(Dataset records):
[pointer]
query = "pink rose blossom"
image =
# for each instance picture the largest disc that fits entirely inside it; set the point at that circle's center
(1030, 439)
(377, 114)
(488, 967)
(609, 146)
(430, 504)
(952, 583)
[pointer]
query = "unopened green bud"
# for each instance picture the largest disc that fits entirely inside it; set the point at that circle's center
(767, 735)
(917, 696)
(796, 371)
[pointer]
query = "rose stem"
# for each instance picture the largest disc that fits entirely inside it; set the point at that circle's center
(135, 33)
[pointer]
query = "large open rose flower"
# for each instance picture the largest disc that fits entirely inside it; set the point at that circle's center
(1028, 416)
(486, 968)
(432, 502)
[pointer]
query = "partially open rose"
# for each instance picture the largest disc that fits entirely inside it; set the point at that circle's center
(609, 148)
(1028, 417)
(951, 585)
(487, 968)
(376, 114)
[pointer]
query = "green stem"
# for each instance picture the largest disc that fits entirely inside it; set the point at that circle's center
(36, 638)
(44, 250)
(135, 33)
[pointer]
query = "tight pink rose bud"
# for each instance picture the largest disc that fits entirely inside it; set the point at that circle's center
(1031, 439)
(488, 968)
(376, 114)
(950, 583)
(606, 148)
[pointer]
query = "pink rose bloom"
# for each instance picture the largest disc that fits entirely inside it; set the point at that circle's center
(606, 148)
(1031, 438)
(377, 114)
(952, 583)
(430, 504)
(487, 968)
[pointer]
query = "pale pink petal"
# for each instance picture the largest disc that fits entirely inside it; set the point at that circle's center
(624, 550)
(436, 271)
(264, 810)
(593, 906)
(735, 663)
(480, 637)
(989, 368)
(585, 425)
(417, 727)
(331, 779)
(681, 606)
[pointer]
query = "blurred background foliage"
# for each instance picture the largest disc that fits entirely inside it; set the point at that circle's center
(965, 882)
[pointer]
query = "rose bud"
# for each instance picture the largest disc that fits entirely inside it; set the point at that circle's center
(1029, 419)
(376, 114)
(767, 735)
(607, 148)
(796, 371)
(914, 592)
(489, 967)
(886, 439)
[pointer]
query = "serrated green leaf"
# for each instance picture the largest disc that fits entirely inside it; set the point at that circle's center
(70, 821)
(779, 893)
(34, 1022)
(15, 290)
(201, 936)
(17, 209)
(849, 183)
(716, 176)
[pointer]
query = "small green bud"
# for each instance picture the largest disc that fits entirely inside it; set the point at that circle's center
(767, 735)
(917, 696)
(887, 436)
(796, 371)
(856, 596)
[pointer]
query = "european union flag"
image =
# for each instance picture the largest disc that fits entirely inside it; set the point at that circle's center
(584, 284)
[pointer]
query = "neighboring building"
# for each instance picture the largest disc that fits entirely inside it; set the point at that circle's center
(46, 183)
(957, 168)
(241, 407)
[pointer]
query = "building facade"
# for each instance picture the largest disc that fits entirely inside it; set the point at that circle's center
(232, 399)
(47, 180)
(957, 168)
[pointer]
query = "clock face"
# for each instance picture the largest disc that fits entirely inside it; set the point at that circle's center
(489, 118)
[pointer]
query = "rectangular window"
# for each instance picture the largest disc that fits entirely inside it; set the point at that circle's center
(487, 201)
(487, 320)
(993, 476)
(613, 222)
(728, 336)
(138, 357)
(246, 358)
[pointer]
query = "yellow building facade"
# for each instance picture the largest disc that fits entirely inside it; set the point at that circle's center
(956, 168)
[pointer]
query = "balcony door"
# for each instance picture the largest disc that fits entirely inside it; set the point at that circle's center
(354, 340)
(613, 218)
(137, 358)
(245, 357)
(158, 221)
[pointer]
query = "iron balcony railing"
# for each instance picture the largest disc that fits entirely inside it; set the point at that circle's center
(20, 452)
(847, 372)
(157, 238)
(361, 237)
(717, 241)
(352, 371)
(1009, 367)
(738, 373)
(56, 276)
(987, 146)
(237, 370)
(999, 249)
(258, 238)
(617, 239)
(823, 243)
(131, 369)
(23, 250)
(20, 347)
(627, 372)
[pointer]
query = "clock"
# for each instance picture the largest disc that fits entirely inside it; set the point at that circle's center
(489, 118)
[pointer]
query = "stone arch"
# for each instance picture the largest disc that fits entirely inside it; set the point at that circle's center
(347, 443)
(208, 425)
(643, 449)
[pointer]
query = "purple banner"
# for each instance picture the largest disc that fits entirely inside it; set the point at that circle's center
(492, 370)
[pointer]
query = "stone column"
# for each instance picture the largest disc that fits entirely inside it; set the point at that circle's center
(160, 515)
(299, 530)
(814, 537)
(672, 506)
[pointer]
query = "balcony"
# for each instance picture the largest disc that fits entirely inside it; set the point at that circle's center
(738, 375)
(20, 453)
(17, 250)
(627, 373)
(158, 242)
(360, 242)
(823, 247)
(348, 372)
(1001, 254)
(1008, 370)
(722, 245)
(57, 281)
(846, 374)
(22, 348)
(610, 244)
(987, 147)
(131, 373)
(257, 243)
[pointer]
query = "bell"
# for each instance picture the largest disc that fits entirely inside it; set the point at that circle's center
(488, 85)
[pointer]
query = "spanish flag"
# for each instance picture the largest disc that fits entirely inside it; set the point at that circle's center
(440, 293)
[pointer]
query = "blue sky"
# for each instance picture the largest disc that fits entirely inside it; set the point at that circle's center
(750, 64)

(Task to carry out): Pick out every line of the material above that contains the string "rose", matching case exactly.

(Task result):
query = "pink rose blossom"
query = "rose stem"
query = "large open rose flower"
query = "partially open rose"
query = "tight pink rose bud"
query = "pink rose bloom"
query = "rose bud"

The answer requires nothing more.